Position identification records:
<<<<

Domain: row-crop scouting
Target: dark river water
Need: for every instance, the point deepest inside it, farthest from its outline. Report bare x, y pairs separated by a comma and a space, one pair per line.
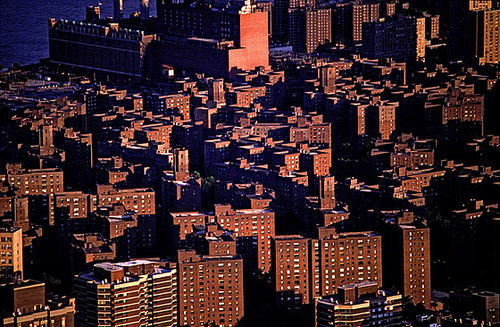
24, 27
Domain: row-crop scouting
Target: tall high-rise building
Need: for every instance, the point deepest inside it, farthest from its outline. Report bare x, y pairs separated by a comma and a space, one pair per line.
138, 293
307, 268
360, 304
348, 18
210, 289
400, 38
23, 303
11, 253
473, 31
407, 262
309, 28
281, 18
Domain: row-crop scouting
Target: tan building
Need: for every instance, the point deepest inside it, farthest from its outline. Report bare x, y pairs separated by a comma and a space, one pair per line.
11, 253
23, 304
305, 269
491, 36
133, 293
210, 289
360, 304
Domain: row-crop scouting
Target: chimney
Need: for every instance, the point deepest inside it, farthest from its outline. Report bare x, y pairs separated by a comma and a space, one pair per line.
118, 10
144, 9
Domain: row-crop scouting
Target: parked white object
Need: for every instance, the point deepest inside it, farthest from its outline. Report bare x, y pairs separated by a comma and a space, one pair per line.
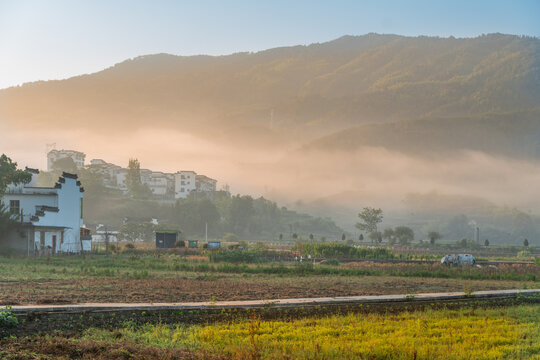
458, 259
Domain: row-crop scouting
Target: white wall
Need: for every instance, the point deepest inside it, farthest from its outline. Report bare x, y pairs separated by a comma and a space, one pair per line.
184, 184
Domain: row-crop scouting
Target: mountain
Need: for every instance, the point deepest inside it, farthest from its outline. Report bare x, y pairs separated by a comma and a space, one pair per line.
515, 134
296, 94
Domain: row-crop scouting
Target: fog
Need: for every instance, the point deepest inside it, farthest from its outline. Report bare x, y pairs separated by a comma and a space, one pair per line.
367, 177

>>>>

WRITTEN TASK
Report each line of the data that includes the string "Target", copying every such line in full.

RESULT OF THE TASK
Target: dark river water
Target: tall high-rise building
Target: tan building
Target: chimney
Target: parked white object
Target: white wall
Target: mountain
Target: fog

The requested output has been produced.